Why do you people find that they must over generalize everything to make
a point?

Do you have proof that ALL programs writting in C are faster than ones
written is assembly?
--
Mark M. Lacey
(lacey@cpsin.cps.msu.edu)

sysmgr@KING.ENG.UMD.EDU (Doug Mohney) (11/12/90)

In article <8658@scolex.sco.COM>, seanf@sco.COM (Sean Fagan) writes:
>
>So, tell me, Larry, why are programs written in C faster than ones written
>in assembly?

Why is it faster to write programs in C than assembly? :-)

greg@tcnz2.tcnz.co.nz (Greg Calkin) (11/12/90)

On 7 Nov 90 14:01:37 GMT, lhughes@b11.ingr.com (Lawrence Hughes) said:
lhughes> Welcome to the wonderful world of multi-megabyte executables
lhughes> that barely fit in 2 MB systems, barely crawl on 25 MHz CPUs
lhughes> and won't even run on any known diskette system. Compliments of
lhughes> brothers Kernigan and Ritchie.

Is this a cheap shot at C or Unix ? Kernigan and Ritchie were both
involved in plan-9, which is a stunning simple, very small operating
system. They can hardly be blamed for the bloat in Unix. Some has
come from marketing, some from features added, including bits for 
BSD, etc. So many people have had their hands in the pie that it 
long since passed from K&R's sphere of control. They have criticised
the bloat too.

In article pcg@cs.aber.ac.uk (Piercarlo Grandi) writes:
pcg>Poor Kernighan and Ritchie must be turning in their graves -- oops
pcg>sorry, they are fortunately still with us :-). V7 Unix was designed to
pcg>run efficiently on a 64KB adress space machine. C used to generate
pcg>programs withing 10% of the space and speed of comaprable assembler. I
pcg>used to run a PDP-11/34 with 2.9BSD and five users doing development in
pcg>248KB, of which about 96KB were taken by the kernel (including the
pcg>buffer cache etc...).

Are there any K&R C compilers left ?
================================
▶ **Instruction 1**:
Reproduce the newsgroup discussion on C and assembly in full, word for word.
▶ **Instruction 2**:
In the records, rewrite the lines from the one containing "of the teal" up to and including the one containing "(1145, 433)", replacing "teal" with "turquoise" and leaving all else unchanged. Give only those lines.
The newsgroup discussion and the records come from separate sources.
================================
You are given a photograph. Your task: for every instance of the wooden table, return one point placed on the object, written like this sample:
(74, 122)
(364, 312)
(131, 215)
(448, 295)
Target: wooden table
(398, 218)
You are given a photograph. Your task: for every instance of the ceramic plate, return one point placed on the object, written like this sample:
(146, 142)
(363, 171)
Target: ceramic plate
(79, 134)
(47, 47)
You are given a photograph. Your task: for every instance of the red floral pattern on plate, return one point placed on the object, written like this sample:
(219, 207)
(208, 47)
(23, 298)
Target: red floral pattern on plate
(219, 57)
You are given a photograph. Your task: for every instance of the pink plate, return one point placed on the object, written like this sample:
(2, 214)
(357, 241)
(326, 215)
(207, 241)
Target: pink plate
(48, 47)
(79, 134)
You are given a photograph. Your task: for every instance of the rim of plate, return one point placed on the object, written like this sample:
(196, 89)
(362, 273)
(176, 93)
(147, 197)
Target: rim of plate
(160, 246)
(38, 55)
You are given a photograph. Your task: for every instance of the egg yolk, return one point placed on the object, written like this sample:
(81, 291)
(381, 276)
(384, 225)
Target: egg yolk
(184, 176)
================================
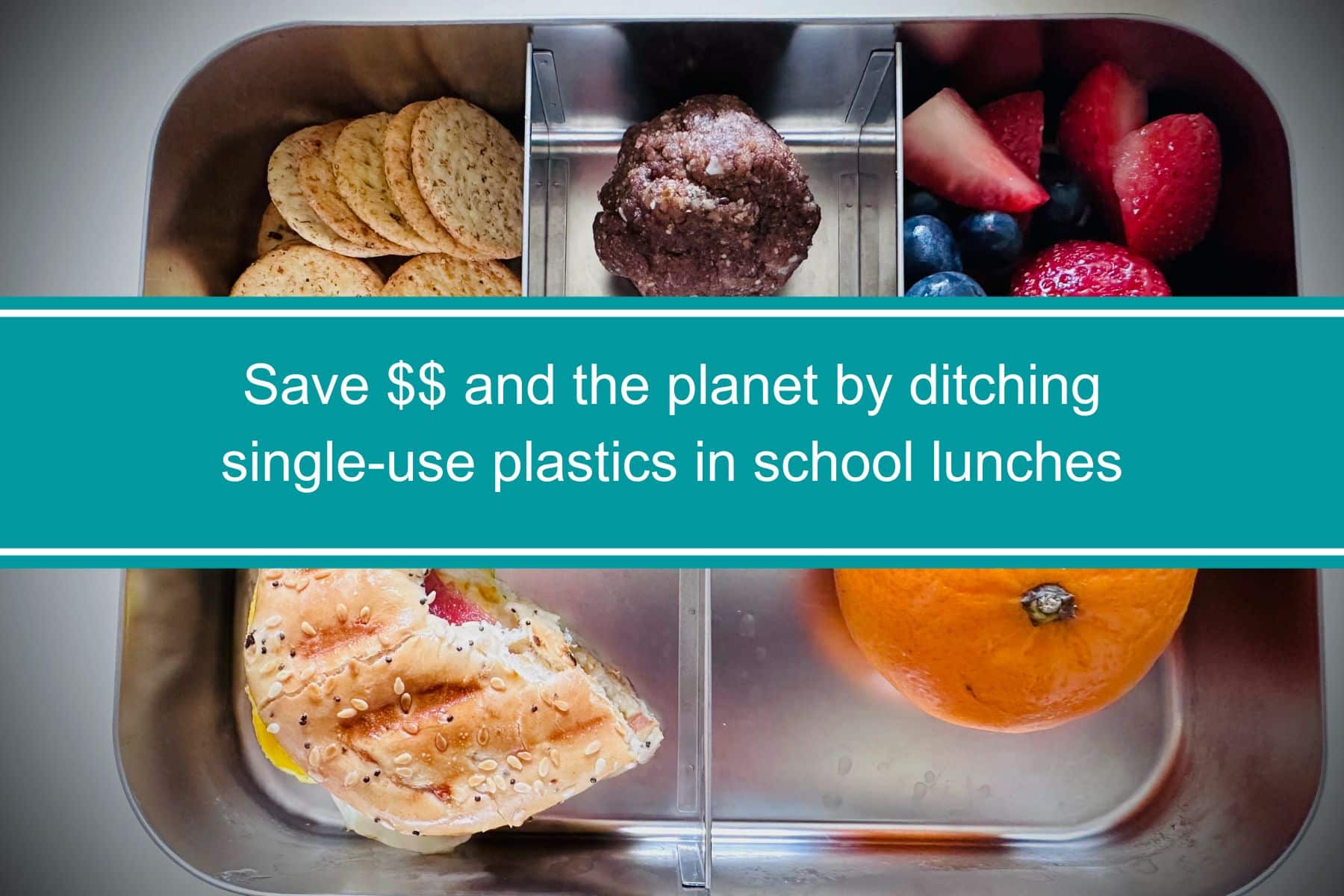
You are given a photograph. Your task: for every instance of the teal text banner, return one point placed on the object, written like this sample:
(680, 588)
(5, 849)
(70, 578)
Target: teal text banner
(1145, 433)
================================
▶ **Exercise solution 1**:
Why do you people find that they must over generalize everything to make
a point?

Do you have proof that ALL programs writting in C are faster than ones
written is assembly?
--
Mark M. Lacey
(lacey@cpsin.cps.msu.edu)

sysmgr@KING.ENG.UMD.EDU (Doug Mohney) (11/12/90)

In article <8658@scolex.sco.COM>, seanf@sco.COM (Sean Fagan) writes:
>
>So, tell me, Larry, why are programs written in C faster than ones written
>in assembly?

Why is it faster to write programs in C than assembly? :-)

greg@tcnz2.tcnz.co.nz (Greg Calkin) (11/12/90)

On 7 Nov 90 14:01:37 GMT, lhughes@b11.ingr.com (Lawrence Hughes) said:
lhughes> Welcome to the wonderful world of multi-megabyte executables
lhughes> that barely fit in 2 MB systems, barely crawl on 25 MHz CPUs
lhughes> and won't even run on any known diskette system. Compliments of
lhughes> brothers Kernigan and Ritchie.

Is this a cheap shot at C or Unix ? Kernigan and Ritchie were both
involved in plan-9, which is a stunning simple, very small operating
system. They can hardly be blamed for the bloat in Unix. Some has
come from marketing, some from features added, including bits for 
BSD, etc. So many people have had their hands in the pie that it 
long since passed from K&R's sphere of control. They have criticised
the bloat too.

In article pcg@cs.aber.ac.uk (Piercarlo Grandi) writes:
pcg>Poor Kernighan and Ritchie must be turning in their graves -- oops
pcg>sorry, they are fortunately still with us :-). V7 Unix was designed to
pcg>run efficiently on a 64KB adress space machine. C used to generate
pcg>programs withing 10% of the space and speed of comaprable assembler. I
pcg>used to run a PDP-11/34 with 2.9BSD and five users doing development in
pcg>248KB, of which about 96KB were taken by the kernel (including the
pcg>buffer cache etc...).

Are there any K&R C compilers left ?

▶ **Exercise solution 2**:
You are given a photograph. Your task: for every instance of the turquoise text banner, return one point placed on the object, written like this sample:
(680, 588)
(5, 849)
(70, 578)
Target: turquoise text banner
(1145, 433)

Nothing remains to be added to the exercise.